Quote, without any change, the line that contains "Q: Locate the man's eyebrow" and all lines that follow it to the end of the data below.

### Entries

★ ★ ★

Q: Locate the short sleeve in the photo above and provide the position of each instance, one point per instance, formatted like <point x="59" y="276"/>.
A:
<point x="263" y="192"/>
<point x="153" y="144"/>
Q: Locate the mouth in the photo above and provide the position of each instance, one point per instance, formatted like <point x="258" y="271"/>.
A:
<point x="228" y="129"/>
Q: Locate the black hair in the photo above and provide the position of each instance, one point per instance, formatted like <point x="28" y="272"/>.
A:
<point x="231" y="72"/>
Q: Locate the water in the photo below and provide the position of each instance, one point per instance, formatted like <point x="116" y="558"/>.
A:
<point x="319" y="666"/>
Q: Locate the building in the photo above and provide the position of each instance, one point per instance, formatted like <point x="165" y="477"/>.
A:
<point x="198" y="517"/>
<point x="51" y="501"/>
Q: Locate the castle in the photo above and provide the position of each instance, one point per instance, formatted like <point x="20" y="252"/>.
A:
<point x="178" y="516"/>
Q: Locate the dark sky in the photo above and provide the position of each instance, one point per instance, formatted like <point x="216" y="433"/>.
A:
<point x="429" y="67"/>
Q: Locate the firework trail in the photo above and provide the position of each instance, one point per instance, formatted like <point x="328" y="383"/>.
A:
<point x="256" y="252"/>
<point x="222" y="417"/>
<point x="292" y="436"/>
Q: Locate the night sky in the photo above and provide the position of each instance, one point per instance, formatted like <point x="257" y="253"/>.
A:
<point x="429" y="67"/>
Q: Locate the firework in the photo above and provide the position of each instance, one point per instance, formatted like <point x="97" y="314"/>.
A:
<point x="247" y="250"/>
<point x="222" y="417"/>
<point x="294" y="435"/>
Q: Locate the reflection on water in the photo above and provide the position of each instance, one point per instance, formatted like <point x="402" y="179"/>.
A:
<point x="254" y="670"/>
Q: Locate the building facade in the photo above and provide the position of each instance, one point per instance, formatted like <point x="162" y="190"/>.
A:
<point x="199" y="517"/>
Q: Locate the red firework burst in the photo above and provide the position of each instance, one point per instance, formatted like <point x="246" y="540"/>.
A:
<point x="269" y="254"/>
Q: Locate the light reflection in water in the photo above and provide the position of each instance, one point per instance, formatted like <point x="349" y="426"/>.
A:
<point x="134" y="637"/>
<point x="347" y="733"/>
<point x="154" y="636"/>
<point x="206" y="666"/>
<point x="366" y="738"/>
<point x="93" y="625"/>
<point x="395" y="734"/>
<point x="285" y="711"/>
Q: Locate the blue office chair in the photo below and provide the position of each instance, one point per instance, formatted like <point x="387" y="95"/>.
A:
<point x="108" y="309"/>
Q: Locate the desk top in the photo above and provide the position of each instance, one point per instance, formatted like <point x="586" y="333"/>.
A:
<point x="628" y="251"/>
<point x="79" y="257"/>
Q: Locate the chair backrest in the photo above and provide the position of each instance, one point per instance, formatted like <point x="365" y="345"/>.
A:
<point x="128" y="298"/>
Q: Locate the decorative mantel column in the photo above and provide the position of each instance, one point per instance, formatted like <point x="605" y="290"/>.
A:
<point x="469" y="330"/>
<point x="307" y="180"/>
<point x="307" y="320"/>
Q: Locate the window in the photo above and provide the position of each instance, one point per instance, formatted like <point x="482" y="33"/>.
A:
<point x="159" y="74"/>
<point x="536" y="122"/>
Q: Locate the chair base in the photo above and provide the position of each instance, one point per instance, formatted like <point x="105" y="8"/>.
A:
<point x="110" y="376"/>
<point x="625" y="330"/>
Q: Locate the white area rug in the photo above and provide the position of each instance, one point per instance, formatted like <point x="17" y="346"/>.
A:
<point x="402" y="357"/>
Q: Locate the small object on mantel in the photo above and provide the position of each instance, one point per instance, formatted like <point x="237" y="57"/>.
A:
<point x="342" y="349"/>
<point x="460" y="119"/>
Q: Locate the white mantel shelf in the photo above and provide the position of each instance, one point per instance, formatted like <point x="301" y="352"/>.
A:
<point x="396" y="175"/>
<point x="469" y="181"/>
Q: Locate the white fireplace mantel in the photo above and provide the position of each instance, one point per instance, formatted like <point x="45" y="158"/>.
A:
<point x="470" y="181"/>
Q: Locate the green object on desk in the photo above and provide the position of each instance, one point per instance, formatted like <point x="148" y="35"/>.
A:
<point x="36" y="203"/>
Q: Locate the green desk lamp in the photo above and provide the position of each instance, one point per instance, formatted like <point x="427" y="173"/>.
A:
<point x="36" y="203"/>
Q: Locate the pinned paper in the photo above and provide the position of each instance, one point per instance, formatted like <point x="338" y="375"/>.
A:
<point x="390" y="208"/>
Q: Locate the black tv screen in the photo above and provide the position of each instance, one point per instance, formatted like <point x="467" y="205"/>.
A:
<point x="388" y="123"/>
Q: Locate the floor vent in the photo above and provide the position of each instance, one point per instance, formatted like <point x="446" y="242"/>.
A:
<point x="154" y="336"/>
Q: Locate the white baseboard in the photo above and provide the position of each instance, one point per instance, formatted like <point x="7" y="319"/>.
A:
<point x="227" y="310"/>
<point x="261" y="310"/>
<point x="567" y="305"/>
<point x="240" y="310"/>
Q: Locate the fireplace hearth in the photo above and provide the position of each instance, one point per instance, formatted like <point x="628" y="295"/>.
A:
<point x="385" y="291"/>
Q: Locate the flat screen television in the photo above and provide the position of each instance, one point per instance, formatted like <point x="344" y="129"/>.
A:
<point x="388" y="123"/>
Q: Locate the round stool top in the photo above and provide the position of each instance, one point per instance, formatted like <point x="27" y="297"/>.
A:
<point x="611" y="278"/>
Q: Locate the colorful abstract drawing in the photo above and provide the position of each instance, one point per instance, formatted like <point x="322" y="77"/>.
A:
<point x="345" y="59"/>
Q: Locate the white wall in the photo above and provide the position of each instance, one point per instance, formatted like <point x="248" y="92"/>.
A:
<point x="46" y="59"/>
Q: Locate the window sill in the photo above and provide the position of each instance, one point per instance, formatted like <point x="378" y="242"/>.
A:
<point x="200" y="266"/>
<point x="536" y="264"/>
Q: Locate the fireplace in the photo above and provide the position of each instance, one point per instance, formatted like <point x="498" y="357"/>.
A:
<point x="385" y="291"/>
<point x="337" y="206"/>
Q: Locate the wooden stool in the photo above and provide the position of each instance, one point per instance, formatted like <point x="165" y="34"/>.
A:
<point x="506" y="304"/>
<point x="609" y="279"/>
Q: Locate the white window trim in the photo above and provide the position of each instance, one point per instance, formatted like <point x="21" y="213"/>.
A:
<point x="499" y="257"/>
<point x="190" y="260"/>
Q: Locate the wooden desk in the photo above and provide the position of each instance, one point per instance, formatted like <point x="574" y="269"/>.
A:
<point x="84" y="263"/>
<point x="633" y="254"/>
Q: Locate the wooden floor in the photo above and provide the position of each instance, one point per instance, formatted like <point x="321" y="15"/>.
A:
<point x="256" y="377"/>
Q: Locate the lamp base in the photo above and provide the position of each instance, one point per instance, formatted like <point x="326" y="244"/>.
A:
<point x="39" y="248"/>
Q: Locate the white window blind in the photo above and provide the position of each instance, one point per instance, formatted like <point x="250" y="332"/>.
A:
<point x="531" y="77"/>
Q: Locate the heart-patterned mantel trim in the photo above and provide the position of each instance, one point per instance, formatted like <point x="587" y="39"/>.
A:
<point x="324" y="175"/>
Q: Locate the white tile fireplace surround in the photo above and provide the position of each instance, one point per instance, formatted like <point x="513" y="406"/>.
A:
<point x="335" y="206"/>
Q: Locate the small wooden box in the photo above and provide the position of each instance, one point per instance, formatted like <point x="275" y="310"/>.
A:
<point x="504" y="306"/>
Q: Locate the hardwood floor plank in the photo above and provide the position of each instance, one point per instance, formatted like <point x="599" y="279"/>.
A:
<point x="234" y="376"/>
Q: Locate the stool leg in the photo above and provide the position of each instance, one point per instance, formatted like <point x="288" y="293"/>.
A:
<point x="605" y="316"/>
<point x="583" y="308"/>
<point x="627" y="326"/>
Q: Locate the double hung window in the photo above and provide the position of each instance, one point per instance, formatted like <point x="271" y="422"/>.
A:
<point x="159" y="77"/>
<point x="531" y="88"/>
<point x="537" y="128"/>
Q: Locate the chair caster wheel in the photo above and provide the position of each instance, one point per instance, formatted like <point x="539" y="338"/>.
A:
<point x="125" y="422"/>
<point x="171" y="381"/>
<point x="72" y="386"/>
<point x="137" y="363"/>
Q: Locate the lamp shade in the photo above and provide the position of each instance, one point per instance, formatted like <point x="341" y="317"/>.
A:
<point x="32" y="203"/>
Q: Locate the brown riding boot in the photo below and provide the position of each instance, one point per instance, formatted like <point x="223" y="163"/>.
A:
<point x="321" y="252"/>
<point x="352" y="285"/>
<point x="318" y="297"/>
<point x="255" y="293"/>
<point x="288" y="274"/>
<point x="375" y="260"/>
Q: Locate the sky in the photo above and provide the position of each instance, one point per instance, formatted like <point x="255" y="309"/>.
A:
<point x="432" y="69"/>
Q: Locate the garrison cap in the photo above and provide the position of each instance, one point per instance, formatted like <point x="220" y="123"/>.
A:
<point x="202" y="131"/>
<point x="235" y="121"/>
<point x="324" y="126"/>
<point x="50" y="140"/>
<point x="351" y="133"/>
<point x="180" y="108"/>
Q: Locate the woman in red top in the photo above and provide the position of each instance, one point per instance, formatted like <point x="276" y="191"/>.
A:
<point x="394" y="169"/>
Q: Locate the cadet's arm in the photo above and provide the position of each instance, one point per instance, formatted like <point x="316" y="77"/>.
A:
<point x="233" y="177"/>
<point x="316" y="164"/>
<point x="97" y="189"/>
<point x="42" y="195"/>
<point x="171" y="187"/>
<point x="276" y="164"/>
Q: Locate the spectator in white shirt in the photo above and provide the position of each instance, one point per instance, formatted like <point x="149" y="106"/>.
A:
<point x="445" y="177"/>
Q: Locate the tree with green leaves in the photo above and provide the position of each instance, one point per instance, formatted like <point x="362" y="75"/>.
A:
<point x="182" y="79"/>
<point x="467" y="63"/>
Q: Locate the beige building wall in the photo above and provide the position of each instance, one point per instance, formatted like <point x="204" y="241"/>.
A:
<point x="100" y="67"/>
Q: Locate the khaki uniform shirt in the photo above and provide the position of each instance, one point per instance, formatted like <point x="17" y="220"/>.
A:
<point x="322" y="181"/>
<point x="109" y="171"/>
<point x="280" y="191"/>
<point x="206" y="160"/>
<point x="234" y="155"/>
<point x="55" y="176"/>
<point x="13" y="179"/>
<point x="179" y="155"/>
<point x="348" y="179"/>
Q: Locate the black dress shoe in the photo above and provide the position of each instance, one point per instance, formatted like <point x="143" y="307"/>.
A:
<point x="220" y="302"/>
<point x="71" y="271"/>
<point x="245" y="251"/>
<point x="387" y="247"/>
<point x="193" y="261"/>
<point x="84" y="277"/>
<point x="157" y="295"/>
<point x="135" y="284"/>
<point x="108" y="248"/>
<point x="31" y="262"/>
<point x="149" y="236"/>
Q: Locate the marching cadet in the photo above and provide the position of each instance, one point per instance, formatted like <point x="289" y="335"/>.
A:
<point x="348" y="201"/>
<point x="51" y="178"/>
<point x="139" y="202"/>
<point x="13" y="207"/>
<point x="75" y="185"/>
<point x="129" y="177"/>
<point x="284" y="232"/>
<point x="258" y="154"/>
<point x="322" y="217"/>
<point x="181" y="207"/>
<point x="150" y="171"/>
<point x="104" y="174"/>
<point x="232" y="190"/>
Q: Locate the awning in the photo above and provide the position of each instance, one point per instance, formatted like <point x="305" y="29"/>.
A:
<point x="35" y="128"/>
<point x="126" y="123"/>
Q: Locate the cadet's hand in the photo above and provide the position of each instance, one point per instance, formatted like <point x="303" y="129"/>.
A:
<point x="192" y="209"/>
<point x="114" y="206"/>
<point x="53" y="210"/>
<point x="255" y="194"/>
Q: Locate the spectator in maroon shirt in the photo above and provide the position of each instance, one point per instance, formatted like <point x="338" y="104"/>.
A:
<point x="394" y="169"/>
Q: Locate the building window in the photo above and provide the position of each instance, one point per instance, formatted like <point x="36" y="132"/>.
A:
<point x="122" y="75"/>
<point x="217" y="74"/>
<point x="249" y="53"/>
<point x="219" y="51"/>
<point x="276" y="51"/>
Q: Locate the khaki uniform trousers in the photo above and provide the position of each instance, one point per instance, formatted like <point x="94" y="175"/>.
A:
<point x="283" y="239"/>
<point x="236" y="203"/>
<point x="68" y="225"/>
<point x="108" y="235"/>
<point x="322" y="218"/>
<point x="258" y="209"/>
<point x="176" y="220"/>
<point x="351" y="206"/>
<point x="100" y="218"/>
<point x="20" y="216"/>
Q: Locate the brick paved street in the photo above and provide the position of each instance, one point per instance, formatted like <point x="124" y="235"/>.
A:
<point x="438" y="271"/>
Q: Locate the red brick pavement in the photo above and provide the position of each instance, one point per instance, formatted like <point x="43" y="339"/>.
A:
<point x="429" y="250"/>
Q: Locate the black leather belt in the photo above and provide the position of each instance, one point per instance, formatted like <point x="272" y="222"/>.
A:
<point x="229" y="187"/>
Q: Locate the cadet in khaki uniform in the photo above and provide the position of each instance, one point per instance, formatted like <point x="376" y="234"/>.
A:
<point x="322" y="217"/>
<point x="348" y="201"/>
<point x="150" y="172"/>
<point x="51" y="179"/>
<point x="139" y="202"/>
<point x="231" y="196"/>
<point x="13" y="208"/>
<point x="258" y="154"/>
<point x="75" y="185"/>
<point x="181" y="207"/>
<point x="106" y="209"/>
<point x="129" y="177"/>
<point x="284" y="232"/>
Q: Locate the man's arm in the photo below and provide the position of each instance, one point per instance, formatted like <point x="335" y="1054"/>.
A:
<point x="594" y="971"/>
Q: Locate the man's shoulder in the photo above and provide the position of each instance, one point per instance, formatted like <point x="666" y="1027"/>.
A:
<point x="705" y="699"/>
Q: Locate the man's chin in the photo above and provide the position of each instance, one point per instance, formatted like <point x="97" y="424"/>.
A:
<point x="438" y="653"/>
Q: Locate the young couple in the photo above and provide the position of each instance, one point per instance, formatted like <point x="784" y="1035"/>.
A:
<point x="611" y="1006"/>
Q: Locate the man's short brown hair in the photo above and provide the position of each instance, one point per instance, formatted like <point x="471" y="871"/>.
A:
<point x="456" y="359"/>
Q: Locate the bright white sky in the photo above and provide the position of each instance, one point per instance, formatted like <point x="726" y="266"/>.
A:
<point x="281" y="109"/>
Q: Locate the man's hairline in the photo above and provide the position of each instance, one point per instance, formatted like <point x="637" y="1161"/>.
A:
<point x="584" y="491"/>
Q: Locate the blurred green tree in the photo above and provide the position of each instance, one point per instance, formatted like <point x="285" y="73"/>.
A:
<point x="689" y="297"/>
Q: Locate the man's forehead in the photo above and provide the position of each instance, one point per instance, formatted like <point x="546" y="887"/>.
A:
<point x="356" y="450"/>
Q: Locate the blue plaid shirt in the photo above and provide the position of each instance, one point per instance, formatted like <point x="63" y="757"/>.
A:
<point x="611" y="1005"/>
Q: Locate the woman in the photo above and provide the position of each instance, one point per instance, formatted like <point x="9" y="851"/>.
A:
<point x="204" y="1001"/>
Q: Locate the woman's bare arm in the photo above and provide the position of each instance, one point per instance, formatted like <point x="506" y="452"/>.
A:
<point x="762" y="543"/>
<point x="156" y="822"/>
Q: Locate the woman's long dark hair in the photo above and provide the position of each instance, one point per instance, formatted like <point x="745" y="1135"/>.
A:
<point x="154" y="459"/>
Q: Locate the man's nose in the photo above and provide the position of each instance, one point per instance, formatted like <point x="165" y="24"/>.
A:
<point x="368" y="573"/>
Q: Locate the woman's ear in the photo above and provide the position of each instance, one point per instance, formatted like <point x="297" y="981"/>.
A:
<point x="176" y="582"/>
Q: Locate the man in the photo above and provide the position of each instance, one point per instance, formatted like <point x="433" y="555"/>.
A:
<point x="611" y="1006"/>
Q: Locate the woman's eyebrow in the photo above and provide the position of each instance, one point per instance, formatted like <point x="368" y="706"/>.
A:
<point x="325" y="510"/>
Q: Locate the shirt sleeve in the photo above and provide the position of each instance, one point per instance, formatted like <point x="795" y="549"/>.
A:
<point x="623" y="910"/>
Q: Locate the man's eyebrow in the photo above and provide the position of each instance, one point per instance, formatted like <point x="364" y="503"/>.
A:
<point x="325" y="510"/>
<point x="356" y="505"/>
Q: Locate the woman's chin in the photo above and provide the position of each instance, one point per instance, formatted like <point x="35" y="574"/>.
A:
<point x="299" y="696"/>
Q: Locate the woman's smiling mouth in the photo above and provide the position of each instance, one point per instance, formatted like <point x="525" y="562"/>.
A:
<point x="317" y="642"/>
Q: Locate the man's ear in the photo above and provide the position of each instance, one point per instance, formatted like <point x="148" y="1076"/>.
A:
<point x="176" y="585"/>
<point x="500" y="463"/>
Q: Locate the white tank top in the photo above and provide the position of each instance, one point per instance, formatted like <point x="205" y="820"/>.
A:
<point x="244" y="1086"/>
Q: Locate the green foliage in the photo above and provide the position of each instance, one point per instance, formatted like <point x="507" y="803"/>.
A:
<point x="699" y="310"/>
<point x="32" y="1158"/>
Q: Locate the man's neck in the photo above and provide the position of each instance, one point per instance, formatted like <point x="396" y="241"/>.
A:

★ ★ ★

### Final result
Q: Locate the man's eyebrow in the photo above and provide the position of each instance, one point per instance, formatted like <point x="364" y="503"/>.
A:
<point x="325" y="510"/>
<point x="356" y="505"/>
Q: Locate the woman's chin in the photo above and provide the position of each instance, one point per instance, formatted like <point x="35" y="574"/>.
A:
<point x="299" y="696"/>
Q: Locate the woman's smiling mouth in the photo above and provide the position of each instance, one point per instance, formatted like <point x="525" y="562"/>.
A:
<point x="317" y="642"/>
Q: Locate the man's ear in the photo above and provide the position of each instance, one point per instance, formatted like <point x="148" y="1076"/>.
A:
<point x="176" y="585"/>
<point x="500" y="463"/>
Q: Locate the white tank top in the photo above and provide the position of each instance, one point per instance, formatted like <point x="205" y="820"/>.
A:
<point x="244" y="1086"/>
Q: Locate the green foliage in the photo above and provide the position of each instance, one point per instance, formatted like <point x="507" y="803"/>.
A:
<point x="699" y="310"/>
<point x="32" y="1158"/>
Q: Locate the man's neck in the photo above and provide the position of each instance, one point per instance, formatted like <point x="396" y="241"/>.
A:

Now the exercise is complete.